§ Written instruction 1
Can you change "set one point per instance" to "mark one point per instance" in the rows that open with the line containing "form: x=75 y=234." and run through the end of the rows, giving those lines again with nothing else altered?

§ Extract to read

Nick Statman: Five Tips For Getting Started In Property Investing

If you’ve been toying with the idea of investing in property, you may have an idea in your head about how it will go. You’ll find a property, buy it, fix it up a little, sell it for profit, and repeat. While this is ideally how the property investment process works, there is a lot that goes into setting yourself up for success. Before you dive in, consider these five tips for getting started in property investing. 

Set SMART Create Goals

Getting into property investing without clear and attainable goals is like getting into the car without an end destination. Without a definite endpoint, you’re driving aimlessly around without any purpose. And more importantly, you’ll never get “there” because you never defined where “there” was. The best thing you can do for your budding investment career is to set SMART goals. Specific, Measurable, Attainable, Relevant, and Timely goals. This is not saying “I want to be a millionaire by the time I’m 45” (although that is a great goal) it is saying “I want to be a millionaire by the time I’m 45, which means I will need to sell X amount of property every year for X amount of years. I’m going to do this by A, B, and C.” 

Sitting down and creating specific goals that can be measured and realistically attained will help keep you focused. It will give you a filter to run all of your investment decisions through. Will buying this property help you get to your goal? If yes, go for it. If not, let it go. If you’re not sure, check with a mentor or seasoned investor who can give you wise advice. 

Find Your Niche

There are so many different types of property to invest in. There are commercial properties, single-family homes, multi-family homes. Some homes need to be fixed before they can be flipped, and some homes are basically move-in ready. When you don’t decide on your niche, you are giving yourself room to spread yourself thin. You may find yourself dabbling in various types of property, which doesn’t allow you to become an industry leader or expert in any of them.

§ Object location annotation data
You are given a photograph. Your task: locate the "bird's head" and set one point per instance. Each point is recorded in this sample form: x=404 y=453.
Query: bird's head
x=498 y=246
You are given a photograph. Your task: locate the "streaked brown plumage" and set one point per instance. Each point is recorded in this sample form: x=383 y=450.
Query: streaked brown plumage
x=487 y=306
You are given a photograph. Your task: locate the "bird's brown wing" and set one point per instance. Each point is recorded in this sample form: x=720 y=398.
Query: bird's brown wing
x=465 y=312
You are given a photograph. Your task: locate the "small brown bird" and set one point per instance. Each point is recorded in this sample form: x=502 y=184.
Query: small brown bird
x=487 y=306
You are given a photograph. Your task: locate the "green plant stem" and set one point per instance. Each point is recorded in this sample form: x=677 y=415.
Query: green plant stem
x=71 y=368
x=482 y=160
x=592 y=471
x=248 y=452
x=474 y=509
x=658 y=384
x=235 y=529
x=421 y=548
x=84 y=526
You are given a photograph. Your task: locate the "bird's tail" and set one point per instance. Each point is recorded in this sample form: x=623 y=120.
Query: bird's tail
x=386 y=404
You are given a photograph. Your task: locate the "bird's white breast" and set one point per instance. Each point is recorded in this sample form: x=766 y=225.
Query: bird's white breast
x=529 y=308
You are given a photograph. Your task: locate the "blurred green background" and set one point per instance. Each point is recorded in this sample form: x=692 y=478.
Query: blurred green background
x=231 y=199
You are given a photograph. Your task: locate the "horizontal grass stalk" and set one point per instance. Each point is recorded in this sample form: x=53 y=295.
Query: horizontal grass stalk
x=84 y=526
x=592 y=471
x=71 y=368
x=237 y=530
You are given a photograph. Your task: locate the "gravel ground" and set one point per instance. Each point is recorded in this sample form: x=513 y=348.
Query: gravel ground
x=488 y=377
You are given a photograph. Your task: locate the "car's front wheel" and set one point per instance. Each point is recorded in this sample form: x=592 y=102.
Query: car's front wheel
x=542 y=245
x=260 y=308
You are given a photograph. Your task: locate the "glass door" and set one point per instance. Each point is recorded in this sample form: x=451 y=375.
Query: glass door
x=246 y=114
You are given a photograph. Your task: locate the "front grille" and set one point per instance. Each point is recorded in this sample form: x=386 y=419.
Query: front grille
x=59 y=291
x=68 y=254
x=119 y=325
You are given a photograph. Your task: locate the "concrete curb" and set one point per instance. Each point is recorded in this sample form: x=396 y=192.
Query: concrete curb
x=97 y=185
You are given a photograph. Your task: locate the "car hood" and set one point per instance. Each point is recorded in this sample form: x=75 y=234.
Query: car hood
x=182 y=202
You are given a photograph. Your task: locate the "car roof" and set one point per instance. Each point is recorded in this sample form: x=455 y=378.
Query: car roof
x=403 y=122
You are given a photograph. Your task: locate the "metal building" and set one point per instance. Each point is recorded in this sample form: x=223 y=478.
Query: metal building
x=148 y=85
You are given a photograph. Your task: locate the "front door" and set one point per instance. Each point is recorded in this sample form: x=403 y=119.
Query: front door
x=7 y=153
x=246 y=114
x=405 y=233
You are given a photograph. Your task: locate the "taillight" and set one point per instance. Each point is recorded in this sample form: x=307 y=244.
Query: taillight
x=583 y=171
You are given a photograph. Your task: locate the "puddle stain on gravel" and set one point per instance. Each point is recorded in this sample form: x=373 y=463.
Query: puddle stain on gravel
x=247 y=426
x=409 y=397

§ Written instruction 2
According to the property investing tips, why should a new investor pick a niche?

§ Expected output 1
You are given a photograph. Your task: locate the "car hood" and mark one point per instance. Each point is recorded in this sample form: x=75 y=234.
Query: car hood
x=182 y=202
You are given a photograph. Your task: locate the "car roof" and mark one point per instance. Each point is recorded in this sample form: x=455 y=378.
Query: car roof
x=403 y=122
You are given a photograph. Your task: locate the "metal building" and mark one point per instance. Each point is recorded in this sample form: x=223 y=478.
Query: metal building
x=148 y=85
You are given a photograph. Your task: locate the "front door" and mark one point per instance. Each point is recorded in this sample form: x=403 y=119.
Query: front door
x=7 y=153
x=246 y=114
x=405 y=233
You are given a photograph. Your task: locate the "taillight" and mark one point per instance. Each point is recorded in this sample form: x=307 y=244.
Query: taillight
x=583 y=171
You are given a photograph. Your task: locate the "puddle stain on gravel" and mark one point per instance. Each point is recorded in this sample form: x=373 y=463.
Query: puddle stain on gravel
x=247 y=426
x=409 y=397

§ Expected output 2
Not deciding on a niche leaves room to spread yourself thin by dabbling in various types of property. That keeps you from becoming an industry leader or expert in any of them.